**Письменное задание 1**
Определите, соответствуют ли исходному тексту утверждения (a), (b) и (c). На каждое ответьте «да» или «нет» и приведите точную цитату из исходного текста, которая это решает.
(a) Светлана работает в Библиотеке иностранной литературы.
(b) Светлана утверждает, что уже достигла цели сокращать список мест, где она споткнулась.
(c) Дарья говорит, что иногда единственное время для чтения ради саморазвития — это поездка в метро.
**Письменное задание 2**
Воспроизведите без изменений строки данных для обработки, начиная с самой первой и заканчивая строкой, содержащей «xmin=100 ymin=137 xmax=108 ymax=145», включительно. Изображения в ответ не включайте.
+++ Исходный текст
14:23 Дарья: Спасибо, Светлана! Вы настолько вдохновленно рассказываете нам о своём профессиональном пути, чувствуется, что Вы счастливый человек! Скажите, а что Вам больше всего нравится в Вашей профессии?

14:42 Светлана: Каждый библиотекарь отвечает на этот вопрос по-разному. Я уже упоминала, что для меня очень важным является общение с людьми – пользователями, коллегами, партнерами. На своём профессиональном пути я встретила много интересных, выдающихся личностей. И это стало возможным именно благодаря моей работе в Библиотеке иностранной литературы. Я бы хотела отметить также возможность постоянного интеллектуального развития. А также креативность в профессии, то есть  возможность придумывать самые невероятные проекты,  и потом воплощать их на общее благо. Возможность сделать мир хоть немного понятней и лучше. Я очень благодарна судьбе, моим родителям, коллегам. Я считаю, что мы очень много сделали вместе и это греет мне душу (Улыбается).

16:28 Дарья: Каков Ваш лайфхак в профессиональном непрерывном образовании, которым Вы могли бы с нами поделиться? Как Вам удается идти в ногу со временем?

16:42 Светлана: (Смеется) Я бы хотела, чтобы мне удавалось идти в ногу со временем! Для себя я выработала некоторые правила: каждый день узнавать что то новое. Воспитать в себе привычку и ежедневно выделать время, чтобы заполнить те лакуны, которые ты видишь в своем образовании. Восполнять необходимые компетенции. В последнее время это касалось «выхода в цифру»: технических знаний, связанных с проведением онлайн-мероприятий и их трансляций. Я стараюсь записывать всё, где споткнулся на чем то, и потом сокращать этот список. Конечно, это такая цель, которой я еще не достигла, но я к этому стремлюсь! (Улыбается). К сожалению, это большая роскошь. У нас всех очень мало времени. Но существует такое мнение, что чем меньше ты спешишь, тем больше успеваешь. (Смеется). Еще очень важно быть открытым и на связи с коллегами. Часто мы не знаем, что происходит совсем рядом. Нужна общая база!!!

19:00 Дарья: Спасибо, мы попробуем взять на вооружение Ваш опыт. Иногда действительно, единственное время, когда можно читать что-то для саморазвития это поездка в метро! (Смеется). Светлана, расскажите нам, что у сейчас происходит в Вашей деятельности? Какие интересные проекты пришли в Вашу жизнь?
++++++
+++ Данные для обработки
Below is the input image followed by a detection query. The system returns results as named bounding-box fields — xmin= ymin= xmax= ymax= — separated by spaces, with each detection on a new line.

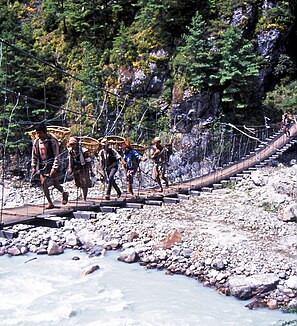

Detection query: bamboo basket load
xmin=99 ymin=135 xmax=125 ymax=150
xmin=29 ymin=126 xmax=70 ymax=146
xmin=76 ymin=136 xmax=100 ymax=157
xmin=131 ymin=144 xmax=146 ymax=155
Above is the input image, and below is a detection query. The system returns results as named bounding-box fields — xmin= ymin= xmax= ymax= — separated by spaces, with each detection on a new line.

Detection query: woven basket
xmin=99 ymin=135 xmax=125 ymax=151
xmin=29 ymin=126 xmax=70 ymax=146
xmin=76 ymin=136 xmax=100 ymax=157
xmin=131 ymin=144 xmax=146 ymax=155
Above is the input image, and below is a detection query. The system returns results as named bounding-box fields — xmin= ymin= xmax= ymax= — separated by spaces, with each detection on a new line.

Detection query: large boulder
xmin=282 ymin=203 xmax=297 ymax=222
xmin=118 ymin=248 xmax=139 ymax=264
xmin=227 ymin=274 xmax=279 ymax=300
xmin=47 ymin=240 xmax=64 ymax=256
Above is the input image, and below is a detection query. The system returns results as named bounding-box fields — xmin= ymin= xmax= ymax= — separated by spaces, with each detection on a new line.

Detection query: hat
xmin=68 ymin=137 xmax=78 ymax=145
xmin=123 ymin=140 xmax=132 ymax=148
xmin=100 ymin=137 xmax=108 ymax=145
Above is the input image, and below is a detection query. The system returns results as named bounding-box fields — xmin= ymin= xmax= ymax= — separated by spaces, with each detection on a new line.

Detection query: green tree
xmin=263 ymin=79 xmax=297 ymax=121
xmin=173 ymin=12 xmax=212 ymax=91
xmin=210 ymin=26 xmax=260 ymax=109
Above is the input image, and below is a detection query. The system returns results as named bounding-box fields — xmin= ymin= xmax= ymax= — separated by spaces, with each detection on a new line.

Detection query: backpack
xmin=164 ymin=144 xmax=173 ymax=163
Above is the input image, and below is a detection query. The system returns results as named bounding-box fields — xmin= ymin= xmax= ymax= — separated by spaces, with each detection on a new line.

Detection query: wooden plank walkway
xmin=0 ymin=124 xmax=297 ymax=235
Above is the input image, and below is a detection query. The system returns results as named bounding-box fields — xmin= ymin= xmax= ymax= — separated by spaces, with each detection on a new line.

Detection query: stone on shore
xmin=228 ymin=274 xmax=279 ymax=300
xmin=47 ymin=240 xmax=64 ymax=256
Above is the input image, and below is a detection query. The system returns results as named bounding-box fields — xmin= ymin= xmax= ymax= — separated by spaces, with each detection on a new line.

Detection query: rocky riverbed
xmin=0 ymin=165 xmax=297 ymax=311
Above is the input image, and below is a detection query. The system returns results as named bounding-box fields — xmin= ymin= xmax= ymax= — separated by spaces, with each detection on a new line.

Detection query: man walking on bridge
xmin=152 ymin=137 xmax=169 ymax=192
xmin=31 ymin=123 xmax=68 ymax=209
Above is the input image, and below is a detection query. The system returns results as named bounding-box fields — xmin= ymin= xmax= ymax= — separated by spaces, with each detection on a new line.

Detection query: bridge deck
xmin=1 ymin=124 xmax=297 ymax=232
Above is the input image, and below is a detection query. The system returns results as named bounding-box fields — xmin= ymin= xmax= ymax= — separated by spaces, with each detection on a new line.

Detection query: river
xmin=0 ymin=250 xmax=297 ymax=326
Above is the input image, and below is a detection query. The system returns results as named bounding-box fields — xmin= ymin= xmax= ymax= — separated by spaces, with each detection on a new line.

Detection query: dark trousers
xmin=106 ymin=167 xmax=121 ymax=196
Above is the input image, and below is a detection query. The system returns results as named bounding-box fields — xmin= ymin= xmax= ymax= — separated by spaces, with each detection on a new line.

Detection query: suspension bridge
xmin=0 ymin=123 xmax=297 ymax=238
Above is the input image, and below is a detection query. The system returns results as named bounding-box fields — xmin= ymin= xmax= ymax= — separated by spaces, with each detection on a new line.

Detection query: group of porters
xmin=29 ymin=123 xmax=171 ymax=209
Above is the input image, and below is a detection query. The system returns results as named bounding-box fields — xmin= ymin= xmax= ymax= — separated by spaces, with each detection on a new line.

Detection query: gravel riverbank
xmin=0 ymin=165 xmax=297 ymax=311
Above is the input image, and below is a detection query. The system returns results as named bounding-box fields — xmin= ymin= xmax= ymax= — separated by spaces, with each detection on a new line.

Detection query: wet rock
xmin=282 ymin=203 xmax=297 ymax=222
xmin=285 ymin=275 xmax=297 ymax=290
xmin=7 ymin=247 xmax=21 ymax=256
xmin=267 ymin=299 xmax=278 ymax=310
xmin=118 ymin=248 xmax=139 ymax=264
xmin=47 ymin=240 xmax=64 ymax=256
xmin=84 ymin=265 xmax=100 ymax=275
xmin=228 ymin=274 xmax=279 ymax=300
xmin=162 ymin=230 xmax=183 ymax=249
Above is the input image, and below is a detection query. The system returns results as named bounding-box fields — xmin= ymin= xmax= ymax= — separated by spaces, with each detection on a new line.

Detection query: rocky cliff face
xmin=118 ymin=0 xmax=295 ymax=132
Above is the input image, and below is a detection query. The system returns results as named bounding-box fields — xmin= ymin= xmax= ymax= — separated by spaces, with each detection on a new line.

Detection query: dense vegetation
xmin=0 ymin=0 xmax=297 ymax=146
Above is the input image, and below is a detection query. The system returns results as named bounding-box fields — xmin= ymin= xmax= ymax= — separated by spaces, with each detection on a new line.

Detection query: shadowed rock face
xmin=228 ymin=274 xmax=279 ymax=300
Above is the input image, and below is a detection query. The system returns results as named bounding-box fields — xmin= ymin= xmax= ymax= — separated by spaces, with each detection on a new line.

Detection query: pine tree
xmin=210 ymin=26 xmax=259 ymax=108
xmin=174 ymin=12 xmax=212 ymax=91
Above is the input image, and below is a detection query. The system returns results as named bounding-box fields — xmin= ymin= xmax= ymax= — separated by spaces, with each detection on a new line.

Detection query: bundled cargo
xmin=29 ymin=126 xmax=70 ymax=146
xmin=131 ymin=144 xmax=146 ymax=155
xmin=76 ymin=136 xmax=100 ymax=157
xmin=99 ymin=135 xmax=125 ymax=151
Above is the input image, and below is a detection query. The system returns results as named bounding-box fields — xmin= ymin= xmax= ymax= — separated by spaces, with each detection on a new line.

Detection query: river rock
++++++
**Результат 1**
(a) Да: «И это стало возможным именно благодаря моей работе в Библиотеке иностранной литературы.»
(b) Нет: «Конечно, это такая цель, которой я еще не достигла, но я к этому стремлюсь!»
(c) Да: «Иногда действительно, единственное время, когда можно читать что-то для саморазвития это поездка в метро!»

**Результат 2**
Below is the input image followed by a detection query. The system returns results as named bounding-box fields — xmin= ymin= xmax= ymax= — separated by spaces, with each detection on a new line.


Detection query: bamboo basket load
xmin=99 ymin=135 xmax=125 ymax=150
xmin=29 ymin=126 xmax=70 ymax=146
xmin=76 ymin=136 xmax=100 ymax=157
xmin=131 ymin=144 xmax=146 ymax=155
Above is the input image, and below is a detection query. The system returns results as named bounding-box fields — xmin= ymin= xmax= ymax= — separated by spaces, with each detection on a new line.

Detection query: woven basket
xmin=99 ymin=135 xmax=125 ymax=151
xmin=29 ymin=126 xmax=70 ymax=146
xmin=76 ymin=136 xmax=100 ymax=157
xmin=131 ymin=144 xmax=146 ymax=155
Above is the input image, and below is a detection query. The system returns results as named bounding-box fields — xmin= ymin= xmax= ymax= — separated by spaces, with each detection on a new line.

Detection query: large boulder
xmin=282 ymin=203 xmax=297 ymax=222
xmin=118 ymin=248 xmax=139 ymax=264
xmin=227 ymin=274 xmax=279 ymax=300
xmin=47 ymin=240 xmax=64 ymax=256
Above is the input image, and below is a detection query. The system returns results as named bounding-box fields — xmin= ymin= xmax= ymax= — separated by spaces, with each detection on a new line.

Detection query: hat
xmin=68 ymin=137 xmax=78 ymax=145
xmin=123 ymin=140 xmax=132 ymax=148
xmin=100 ymin=137 xmax=108 ymax=145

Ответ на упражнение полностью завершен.